> [Exercise material]
--- START ---
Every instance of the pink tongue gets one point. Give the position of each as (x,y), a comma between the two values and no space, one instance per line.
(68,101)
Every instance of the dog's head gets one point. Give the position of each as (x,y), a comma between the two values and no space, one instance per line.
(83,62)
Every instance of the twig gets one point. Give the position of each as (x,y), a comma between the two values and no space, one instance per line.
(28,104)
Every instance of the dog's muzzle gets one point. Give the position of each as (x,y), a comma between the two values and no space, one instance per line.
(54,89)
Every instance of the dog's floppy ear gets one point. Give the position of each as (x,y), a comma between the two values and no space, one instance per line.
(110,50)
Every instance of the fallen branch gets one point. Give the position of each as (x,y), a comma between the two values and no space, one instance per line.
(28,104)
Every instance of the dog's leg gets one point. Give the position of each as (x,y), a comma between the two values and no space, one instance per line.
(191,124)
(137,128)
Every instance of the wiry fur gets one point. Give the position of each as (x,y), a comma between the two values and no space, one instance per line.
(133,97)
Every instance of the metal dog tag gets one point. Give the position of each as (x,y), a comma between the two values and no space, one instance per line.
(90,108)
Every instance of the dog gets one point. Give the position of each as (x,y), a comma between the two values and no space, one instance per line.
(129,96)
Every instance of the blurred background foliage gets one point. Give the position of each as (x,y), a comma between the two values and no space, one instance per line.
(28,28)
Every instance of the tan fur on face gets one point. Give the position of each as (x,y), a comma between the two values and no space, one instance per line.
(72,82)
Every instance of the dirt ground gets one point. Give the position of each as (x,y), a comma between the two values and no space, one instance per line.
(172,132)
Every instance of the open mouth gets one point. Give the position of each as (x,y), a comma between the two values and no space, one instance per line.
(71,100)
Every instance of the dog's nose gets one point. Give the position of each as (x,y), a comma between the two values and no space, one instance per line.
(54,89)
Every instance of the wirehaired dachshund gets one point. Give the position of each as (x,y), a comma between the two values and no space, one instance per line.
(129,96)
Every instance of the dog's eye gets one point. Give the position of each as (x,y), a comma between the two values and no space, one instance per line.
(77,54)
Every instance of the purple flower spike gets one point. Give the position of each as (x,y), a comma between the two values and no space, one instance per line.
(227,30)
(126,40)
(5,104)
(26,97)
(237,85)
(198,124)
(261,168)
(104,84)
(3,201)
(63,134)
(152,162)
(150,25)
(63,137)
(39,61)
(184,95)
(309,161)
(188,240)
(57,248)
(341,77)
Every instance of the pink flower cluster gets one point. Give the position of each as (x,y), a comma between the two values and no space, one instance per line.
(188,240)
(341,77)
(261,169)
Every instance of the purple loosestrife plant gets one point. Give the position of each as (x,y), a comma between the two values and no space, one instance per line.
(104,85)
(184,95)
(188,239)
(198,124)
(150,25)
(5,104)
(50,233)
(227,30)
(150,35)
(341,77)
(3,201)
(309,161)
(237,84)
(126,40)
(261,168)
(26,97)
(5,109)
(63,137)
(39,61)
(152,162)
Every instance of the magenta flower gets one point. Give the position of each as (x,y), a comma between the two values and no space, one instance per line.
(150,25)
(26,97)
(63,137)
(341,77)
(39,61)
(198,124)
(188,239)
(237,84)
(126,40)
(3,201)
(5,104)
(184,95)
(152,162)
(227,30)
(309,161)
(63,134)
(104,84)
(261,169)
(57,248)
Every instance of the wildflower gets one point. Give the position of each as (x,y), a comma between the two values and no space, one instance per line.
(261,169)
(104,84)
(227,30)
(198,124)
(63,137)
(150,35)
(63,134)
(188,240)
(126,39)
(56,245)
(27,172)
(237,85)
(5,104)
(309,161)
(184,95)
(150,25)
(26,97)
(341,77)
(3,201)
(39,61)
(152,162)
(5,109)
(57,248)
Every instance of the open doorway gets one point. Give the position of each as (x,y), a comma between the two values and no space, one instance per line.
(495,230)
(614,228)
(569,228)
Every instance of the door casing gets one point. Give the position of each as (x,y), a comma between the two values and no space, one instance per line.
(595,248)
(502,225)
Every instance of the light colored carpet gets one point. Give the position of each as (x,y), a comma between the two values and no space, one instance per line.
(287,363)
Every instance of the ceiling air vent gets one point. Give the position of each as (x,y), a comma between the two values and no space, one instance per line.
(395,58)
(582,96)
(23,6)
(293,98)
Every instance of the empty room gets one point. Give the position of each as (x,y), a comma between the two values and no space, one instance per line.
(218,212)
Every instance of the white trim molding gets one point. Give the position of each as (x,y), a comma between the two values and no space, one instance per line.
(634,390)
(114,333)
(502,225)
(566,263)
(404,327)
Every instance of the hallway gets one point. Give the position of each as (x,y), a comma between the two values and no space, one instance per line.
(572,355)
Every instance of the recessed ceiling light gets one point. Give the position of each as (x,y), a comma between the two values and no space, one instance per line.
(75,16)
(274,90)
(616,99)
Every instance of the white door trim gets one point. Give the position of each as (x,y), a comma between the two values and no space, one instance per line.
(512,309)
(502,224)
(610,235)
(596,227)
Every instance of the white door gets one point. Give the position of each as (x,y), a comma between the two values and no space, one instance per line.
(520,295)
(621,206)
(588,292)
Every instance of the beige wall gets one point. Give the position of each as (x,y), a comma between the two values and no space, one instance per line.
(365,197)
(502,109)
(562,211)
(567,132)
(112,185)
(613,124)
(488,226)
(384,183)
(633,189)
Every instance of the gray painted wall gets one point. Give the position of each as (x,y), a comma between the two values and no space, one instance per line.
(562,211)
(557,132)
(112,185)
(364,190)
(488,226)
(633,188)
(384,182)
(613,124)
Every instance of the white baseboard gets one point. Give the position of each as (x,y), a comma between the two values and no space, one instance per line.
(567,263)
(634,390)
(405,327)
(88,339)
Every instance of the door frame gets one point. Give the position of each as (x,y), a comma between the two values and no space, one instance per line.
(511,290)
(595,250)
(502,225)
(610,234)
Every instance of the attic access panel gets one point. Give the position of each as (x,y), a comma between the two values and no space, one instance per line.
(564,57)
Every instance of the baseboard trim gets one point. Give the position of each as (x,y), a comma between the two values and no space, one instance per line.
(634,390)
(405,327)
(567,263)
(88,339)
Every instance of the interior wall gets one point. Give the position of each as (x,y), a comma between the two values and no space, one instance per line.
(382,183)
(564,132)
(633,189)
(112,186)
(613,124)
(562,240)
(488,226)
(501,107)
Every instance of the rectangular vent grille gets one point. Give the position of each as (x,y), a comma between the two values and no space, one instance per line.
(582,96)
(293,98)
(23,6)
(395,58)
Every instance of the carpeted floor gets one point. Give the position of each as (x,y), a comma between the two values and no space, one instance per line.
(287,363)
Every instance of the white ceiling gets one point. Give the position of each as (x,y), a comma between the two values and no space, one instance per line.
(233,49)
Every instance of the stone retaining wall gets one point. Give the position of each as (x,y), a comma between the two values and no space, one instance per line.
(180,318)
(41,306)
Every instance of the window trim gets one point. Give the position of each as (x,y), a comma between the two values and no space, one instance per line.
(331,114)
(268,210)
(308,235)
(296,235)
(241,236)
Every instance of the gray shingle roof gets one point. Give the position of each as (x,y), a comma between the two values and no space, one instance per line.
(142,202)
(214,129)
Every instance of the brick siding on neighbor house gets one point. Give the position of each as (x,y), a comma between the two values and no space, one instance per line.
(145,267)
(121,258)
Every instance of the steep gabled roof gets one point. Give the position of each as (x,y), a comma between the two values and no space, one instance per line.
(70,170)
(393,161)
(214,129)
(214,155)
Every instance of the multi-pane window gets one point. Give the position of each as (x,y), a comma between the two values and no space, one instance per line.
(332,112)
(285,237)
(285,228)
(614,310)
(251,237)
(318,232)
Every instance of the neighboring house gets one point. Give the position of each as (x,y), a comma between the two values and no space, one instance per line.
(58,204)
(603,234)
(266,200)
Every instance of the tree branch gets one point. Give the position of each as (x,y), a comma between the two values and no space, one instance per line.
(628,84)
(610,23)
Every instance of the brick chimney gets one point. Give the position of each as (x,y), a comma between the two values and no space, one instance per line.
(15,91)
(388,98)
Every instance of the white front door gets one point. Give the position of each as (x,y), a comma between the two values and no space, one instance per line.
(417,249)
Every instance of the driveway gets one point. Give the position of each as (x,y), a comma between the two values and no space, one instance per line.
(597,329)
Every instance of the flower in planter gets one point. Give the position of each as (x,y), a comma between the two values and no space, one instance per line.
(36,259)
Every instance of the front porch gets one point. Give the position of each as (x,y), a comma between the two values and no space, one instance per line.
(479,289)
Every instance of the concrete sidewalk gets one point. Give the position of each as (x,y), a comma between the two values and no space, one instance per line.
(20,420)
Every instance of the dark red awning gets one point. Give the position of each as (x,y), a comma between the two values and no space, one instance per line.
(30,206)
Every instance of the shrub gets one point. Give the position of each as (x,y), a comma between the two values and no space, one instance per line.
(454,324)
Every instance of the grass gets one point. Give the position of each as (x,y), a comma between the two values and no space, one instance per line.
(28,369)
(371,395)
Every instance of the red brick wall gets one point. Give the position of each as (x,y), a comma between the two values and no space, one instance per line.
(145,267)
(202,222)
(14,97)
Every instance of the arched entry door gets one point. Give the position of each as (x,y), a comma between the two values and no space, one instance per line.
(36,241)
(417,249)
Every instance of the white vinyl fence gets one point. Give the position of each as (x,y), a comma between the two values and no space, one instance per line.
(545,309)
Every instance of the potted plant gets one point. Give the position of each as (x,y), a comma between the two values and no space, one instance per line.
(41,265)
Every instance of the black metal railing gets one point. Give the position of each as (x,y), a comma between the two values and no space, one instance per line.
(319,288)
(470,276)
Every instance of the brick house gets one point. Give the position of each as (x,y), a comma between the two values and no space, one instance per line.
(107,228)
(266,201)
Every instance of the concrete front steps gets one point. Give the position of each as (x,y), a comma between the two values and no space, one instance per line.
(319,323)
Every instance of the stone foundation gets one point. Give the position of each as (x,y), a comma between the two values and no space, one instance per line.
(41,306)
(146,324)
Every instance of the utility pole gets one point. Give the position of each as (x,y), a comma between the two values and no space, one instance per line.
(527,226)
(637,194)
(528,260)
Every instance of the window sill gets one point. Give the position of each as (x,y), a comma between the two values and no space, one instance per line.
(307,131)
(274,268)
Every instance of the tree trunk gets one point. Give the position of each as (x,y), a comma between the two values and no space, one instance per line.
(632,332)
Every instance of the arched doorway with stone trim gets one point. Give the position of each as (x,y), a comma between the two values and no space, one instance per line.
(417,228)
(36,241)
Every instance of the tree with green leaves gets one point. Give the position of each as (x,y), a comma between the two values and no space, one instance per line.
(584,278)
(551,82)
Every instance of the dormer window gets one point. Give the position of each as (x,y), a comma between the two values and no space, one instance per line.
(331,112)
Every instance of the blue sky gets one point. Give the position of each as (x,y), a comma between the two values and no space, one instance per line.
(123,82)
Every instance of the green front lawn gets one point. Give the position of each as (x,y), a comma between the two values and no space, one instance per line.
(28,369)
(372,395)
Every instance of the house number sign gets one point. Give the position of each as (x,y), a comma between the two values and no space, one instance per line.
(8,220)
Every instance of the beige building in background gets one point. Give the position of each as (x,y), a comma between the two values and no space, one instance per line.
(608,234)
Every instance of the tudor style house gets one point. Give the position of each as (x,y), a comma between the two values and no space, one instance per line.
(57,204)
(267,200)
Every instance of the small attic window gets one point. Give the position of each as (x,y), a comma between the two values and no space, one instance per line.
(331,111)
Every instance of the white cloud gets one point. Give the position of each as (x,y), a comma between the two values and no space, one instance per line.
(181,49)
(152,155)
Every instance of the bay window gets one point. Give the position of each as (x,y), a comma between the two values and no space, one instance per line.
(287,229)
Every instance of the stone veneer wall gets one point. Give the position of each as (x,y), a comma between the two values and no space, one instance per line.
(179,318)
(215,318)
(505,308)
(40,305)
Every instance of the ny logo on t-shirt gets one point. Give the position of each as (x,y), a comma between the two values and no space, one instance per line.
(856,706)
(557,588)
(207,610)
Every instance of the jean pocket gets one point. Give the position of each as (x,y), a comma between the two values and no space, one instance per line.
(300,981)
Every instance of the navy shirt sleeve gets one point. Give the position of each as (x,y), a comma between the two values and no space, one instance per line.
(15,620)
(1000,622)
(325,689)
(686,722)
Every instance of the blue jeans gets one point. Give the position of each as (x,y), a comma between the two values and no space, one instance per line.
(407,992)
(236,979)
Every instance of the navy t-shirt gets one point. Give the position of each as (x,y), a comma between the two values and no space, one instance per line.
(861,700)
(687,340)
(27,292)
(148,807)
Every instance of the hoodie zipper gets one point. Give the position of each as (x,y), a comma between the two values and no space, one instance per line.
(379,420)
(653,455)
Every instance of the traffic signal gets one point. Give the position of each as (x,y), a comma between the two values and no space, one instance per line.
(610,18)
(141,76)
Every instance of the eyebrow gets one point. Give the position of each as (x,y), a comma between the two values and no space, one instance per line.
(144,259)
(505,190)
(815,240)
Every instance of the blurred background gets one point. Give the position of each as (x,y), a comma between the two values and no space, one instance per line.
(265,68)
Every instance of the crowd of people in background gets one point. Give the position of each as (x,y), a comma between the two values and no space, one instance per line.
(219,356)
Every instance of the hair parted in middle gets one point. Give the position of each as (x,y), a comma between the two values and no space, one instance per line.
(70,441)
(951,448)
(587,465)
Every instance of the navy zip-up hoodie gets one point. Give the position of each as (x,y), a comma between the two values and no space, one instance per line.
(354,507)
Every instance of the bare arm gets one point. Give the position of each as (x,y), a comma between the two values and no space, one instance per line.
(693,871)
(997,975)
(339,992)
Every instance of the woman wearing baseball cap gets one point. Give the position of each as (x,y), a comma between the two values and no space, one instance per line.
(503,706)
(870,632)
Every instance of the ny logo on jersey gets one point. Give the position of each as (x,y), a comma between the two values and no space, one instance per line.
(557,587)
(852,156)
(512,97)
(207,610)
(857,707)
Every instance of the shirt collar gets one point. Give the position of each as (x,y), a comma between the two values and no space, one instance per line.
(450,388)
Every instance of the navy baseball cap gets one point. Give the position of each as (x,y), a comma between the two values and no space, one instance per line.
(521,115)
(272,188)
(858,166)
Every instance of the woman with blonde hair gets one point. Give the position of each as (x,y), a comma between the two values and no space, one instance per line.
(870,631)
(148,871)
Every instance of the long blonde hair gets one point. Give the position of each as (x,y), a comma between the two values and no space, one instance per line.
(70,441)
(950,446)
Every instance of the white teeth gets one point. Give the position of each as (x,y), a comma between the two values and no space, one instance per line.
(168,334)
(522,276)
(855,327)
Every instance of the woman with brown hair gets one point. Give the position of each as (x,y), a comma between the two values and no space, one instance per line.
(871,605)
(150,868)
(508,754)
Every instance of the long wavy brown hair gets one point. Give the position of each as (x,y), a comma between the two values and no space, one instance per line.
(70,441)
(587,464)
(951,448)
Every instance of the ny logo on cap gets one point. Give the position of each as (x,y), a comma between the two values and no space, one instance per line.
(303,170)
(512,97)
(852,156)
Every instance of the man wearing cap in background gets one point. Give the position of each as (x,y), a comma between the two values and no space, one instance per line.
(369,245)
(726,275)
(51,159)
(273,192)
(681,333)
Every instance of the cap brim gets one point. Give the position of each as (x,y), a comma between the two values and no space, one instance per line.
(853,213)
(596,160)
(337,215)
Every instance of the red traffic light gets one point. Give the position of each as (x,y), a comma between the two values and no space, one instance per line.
--- END ---
> [Aim of the exercise]
Lines from the one containing "Every instance of the man" through the last line of the listing are to be restated word for word; no other line may appear.

> [Response area]
Every instance of the man wearing cap in background gets one point. Give the position of each as (x,y), a comma between the two values and no space, one instance per line.
(369,245)
(726,275)
(51,159)
(273,192)
(681,333)
Every instance of the cap brim gets one point. Give the position of each as (x,y), a comma between the two values and no space, one instance per line.
(853,213)
(596,160)
(337,215)
Every instance of the red traffic light gets one point. Give the position of each as (x,y), a comma between the two values and no space, one instance per line.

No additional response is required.